■ Problem details ■
Repeat, exactly and alone, every line from the line that contains "the tractor windshield" to the end of the entries.

*-*-*

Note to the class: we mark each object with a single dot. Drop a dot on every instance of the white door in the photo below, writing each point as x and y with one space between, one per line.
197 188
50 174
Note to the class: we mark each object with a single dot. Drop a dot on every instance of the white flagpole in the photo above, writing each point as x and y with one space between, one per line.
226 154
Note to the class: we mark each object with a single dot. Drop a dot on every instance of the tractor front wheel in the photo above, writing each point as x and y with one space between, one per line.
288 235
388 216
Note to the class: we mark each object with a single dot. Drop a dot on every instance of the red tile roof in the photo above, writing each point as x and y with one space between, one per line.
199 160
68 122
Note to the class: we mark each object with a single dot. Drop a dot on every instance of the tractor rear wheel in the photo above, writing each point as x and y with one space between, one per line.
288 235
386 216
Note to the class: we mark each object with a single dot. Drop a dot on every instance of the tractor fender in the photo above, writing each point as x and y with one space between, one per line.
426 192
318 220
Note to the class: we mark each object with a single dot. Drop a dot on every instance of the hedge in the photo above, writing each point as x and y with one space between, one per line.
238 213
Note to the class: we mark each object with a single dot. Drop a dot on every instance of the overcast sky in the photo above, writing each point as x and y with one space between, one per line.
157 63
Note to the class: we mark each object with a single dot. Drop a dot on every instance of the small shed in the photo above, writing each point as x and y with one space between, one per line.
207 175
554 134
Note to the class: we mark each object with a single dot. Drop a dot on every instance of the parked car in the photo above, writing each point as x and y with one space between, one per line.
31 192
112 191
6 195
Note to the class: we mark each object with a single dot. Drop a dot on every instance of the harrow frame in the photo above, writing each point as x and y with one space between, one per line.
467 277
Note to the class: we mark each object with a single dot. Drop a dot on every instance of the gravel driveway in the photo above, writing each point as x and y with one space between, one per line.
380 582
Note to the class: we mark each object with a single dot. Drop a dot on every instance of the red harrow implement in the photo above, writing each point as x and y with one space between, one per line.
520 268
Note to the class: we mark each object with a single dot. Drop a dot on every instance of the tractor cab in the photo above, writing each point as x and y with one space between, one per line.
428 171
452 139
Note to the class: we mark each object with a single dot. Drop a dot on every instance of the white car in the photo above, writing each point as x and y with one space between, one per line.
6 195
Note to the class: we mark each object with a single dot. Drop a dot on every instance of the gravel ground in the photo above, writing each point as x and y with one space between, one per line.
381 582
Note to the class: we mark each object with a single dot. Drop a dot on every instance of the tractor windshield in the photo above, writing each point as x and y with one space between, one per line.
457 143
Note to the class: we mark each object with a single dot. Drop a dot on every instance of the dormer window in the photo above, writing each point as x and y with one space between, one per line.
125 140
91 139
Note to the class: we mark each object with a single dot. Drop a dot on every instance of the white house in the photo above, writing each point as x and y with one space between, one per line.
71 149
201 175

*-*-*

■ Solved problem ■
Note to the class: we mark each object with a single dot. Drop a dot on every instance of the tractor windshield in the photo above, writing each point as x and y with one space between, one per line.
457 143
Note to the class: we mark each object with a single dot. Drop a dot on every instance of the dormer window in the photo above, writing each point as x and y with one space between, one per line.
125 140
91 139
Note to the class: we mark each object with a single dot. Drop a dot on every instance of the white house in the photo above, writing each point as x and y with one space between, one per line.
71 149
201 175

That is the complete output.